◆ Given task A: Could you copy the records below word for word, from their first line through the line holding "[181,2,198,25]", both ends included?

◆ Quoted text:
------------------------------------------------------------
From Audit to Tax Court

What happens after the CRA looks closer at your return, and what you can do next.

General information only. This is not legal advice for your specific situation.


The Standard Audit Period

by Alina Nikolaeva

The CRA typically has three years from the date of your Notice of Assessment to audit your tax return. For example, if you filed your 2020 tax return and received your assessment in June 2021, the CRA can generally audit this return until June 2024. But this three-year limit is not set in stone. The CRA can go back further in specific situations.

When the CRA Can Look Back Further

The CRA can extend the audit period to six years or more in cases like these:

  • You made a mistake or omission due to carelessness;
  • You failed to file a tax return;
  • You filed an incorrect tax return due to fraud or misrepresentation;
  • You filed a waiver with the CRA to extend the normal reassessment period;
  • Your return involves a tax shelter investment;
  • Your return includes transactions with non-residents.
------------------------------------------------------------
◆ Given task B: Can you repeat the tax audit text above word for word, between "The CRA can extend" and "transactions with non-residents.", inclusive?

◆ Material provided:
------------------------------------------------------------
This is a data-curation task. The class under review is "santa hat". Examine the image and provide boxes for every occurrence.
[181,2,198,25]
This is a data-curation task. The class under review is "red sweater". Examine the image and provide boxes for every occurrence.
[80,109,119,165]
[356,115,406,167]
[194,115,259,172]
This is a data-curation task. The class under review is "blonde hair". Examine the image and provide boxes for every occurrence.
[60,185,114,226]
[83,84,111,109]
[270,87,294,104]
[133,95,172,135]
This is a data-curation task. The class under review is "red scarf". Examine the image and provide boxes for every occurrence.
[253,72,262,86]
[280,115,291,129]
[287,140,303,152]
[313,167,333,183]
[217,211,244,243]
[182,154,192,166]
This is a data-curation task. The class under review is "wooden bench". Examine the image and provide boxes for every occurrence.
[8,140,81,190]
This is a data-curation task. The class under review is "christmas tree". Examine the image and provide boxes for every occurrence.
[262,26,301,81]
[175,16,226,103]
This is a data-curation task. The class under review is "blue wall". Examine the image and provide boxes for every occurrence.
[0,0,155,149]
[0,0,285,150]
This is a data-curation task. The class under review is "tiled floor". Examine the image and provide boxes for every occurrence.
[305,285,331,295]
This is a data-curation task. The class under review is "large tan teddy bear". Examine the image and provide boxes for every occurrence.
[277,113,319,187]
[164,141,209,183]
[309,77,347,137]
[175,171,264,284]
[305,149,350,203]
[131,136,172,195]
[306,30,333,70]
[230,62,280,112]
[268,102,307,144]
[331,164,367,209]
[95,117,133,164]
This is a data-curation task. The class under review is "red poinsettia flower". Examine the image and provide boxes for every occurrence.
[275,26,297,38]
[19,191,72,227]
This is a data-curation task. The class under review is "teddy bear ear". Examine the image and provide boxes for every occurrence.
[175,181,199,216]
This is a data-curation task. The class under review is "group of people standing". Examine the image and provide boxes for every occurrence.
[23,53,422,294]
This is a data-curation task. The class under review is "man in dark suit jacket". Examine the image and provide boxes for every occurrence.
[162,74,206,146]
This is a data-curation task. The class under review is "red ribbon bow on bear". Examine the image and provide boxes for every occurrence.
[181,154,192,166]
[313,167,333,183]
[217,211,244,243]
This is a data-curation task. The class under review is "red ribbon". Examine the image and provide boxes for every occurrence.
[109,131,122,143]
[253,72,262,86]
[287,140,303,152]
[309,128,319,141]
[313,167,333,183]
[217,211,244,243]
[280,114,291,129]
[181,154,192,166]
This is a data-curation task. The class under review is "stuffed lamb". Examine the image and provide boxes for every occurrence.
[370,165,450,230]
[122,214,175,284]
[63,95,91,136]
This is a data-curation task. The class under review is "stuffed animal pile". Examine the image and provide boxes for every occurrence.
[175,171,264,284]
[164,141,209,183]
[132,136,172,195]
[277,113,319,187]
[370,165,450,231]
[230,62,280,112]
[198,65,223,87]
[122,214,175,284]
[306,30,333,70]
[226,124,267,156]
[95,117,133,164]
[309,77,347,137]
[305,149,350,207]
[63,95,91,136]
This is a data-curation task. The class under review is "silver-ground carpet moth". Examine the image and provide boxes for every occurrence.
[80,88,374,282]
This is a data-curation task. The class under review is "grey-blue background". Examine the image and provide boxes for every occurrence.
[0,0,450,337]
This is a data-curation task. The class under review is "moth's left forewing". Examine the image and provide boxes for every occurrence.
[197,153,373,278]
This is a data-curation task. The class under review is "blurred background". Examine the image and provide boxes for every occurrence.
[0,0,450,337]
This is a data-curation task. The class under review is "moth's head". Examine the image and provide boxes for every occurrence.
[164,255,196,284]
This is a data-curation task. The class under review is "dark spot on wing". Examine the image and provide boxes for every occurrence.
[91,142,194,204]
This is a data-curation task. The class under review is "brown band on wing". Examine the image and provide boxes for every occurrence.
------------------------------------------------------------
◆ Correct answer A:
This is a data-curation task. The class under review is "santa hat". Examine the image and provide boxes for every occurrence.
[181,2,198,25]

◆ Correct answer B:
The CRA can extend the audit period to six years or more in cases like these:

  • You made a mistake or omission due to carelessness;
  • You failed to file a tax return;
  • You filed an incorrect tax return due to fraud or misrepresentation;
  • You filed a waiver with the CRA to extend the normal reassessment period;
  • Your return involves a tax shelter investment;
  • Your return includes transactions with non-residents.